- The task
Which lines of the material below contain the string "blue"? Report each such line in full, and treat uppercase and lowercase as different.

* Start Records for this task *

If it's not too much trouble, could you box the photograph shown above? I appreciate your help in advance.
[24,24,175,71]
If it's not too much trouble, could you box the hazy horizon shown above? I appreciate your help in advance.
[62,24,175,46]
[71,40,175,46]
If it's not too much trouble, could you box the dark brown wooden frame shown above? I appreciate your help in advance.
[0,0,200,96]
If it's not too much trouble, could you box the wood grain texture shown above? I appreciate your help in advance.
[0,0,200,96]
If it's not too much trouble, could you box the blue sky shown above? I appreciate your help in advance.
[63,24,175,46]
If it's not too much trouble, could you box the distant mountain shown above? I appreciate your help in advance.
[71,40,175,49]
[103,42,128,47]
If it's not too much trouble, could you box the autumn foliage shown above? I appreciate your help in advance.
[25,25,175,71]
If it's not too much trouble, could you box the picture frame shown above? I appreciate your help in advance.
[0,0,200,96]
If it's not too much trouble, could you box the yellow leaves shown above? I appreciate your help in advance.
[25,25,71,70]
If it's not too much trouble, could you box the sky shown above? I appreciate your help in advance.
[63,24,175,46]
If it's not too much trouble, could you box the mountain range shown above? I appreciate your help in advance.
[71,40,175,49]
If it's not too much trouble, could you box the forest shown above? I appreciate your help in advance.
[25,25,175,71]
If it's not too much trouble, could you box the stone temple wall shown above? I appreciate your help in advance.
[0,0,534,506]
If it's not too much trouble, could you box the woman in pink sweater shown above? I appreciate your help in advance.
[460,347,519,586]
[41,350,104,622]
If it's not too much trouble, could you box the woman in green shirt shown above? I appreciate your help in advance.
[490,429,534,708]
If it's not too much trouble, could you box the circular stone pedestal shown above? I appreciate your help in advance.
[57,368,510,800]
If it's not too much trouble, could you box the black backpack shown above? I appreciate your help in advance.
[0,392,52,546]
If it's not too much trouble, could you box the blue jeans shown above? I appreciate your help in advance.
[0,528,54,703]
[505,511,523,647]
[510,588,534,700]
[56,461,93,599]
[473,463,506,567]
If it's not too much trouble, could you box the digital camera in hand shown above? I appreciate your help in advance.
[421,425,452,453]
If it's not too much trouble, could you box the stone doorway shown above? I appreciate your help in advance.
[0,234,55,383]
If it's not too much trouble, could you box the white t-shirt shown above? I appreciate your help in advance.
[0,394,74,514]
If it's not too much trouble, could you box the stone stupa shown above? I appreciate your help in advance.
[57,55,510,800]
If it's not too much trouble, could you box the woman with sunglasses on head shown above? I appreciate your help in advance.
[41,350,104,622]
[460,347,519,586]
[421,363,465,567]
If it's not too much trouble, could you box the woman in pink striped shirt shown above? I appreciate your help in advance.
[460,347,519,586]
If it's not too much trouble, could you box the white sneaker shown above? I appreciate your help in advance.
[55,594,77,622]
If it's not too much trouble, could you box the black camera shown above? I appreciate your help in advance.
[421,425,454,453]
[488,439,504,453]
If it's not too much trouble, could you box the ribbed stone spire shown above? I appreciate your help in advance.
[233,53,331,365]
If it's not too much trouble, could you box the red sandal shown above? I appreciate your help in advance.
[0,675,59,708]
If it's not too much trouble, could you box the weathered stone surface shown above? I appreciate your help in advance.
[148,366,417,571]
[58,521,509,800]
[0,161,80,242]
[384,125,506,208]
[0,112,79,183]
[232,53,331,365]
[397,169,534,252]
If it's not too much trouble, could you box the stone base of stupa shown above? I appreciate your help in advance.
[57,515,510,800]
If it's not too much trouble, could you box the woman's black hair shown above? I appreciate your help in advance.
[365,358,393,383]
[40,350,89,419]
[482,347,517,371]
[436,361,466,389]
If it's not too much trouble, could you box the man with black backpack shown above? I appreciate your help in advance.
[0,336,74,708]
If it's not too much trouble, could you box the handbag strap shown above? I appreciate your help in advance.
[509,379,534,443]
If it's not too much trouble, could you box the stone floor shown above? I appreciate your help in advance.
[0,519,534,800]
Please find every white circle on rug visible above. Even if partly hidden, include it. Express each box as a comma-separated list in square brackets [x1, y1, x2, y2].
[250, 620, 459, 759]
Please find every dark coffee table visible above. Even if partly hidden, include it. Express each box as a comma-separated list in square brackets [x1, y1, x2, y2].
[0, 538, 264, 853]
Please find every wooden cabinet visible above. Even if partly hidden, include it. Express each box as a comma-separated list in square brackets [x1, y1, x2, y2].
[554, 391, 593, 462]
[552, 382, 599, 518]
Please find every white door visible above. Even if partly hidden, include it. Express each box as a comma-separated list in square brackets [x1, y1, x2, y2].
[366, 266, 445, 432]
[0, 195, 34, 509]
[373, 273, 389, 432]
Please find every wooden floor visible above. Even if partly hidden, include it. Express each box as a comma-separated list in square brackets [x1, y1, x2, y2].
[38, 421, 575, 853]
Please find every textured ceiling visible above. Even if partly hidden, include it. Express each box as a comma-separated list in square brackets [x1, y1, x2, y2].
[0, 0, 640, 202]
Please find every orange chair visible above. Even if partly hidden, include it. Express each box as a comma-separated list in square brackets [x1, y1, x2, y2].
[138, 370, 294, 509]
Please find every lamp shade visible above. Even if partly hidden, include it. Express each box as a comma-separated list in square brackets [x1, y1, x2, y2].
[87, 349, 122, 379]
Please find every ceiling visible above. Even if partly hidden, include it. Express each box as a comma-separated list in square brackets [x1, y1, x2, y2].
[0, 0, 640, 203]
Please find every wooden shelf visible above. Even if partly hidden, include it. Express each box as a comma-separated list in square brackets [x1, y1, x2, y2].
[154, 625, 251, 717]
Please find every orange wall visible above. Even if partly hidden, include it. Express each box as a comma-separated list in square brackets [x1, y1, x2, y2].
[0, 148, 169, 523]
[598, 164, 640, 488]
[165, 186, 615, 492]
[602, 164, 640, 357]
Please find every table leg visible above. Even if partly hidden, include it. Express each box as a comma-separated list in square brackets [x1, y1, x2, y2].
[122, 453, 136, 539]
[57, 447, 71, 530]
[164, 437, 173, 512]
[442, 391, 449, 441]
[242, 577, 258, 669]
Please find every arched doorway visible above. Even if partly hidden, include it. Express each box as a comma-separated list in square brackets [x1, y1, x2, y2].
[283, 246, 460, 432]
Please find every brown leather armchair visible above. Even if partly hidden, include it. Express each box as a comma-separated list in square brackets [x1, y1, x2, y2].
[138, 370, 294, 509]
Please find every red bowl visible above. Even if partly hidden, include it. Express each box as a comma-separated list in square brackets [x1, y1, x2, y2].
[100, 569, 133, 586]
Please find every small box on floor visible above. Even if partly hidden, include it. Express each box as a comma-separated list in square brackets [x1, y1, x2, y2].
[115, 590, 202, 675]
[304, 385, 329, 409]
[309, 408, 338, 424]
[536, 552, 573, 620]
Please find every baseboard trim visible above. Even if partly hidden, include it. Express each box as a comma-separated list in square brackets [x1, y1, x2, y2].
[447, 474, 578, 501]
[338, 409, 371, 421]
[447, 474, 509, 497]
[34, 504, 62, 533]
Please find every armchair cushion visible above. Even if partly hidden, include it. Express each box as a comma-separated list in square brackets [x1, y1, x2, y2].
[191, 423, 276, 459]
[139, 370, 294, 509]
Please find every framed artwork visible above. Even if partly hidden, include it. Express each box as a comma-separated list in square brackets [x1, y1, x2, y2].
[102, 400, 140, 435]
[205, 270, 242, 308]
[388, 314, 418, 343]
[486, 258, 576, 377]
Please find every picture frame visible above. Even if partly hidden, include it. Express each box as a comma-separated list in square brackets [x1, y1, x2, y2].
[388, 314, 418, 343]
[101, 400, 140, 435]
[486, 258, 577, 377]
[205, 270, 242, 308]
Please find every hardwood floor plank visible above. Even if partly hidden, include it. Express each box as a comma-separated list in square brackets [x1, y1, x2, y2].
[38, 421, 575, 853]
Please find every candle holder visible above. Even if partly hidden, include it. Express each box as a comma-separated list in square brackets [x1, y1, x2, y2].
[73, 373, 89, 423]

* End Records for this task *

- Solution for this task
If it's not too much trouble, could you box the blue sky shown above? I appreciate your help in advance.
If it's not too much trouble, could you box the blue jeans shown above? I appreciate your help in advance.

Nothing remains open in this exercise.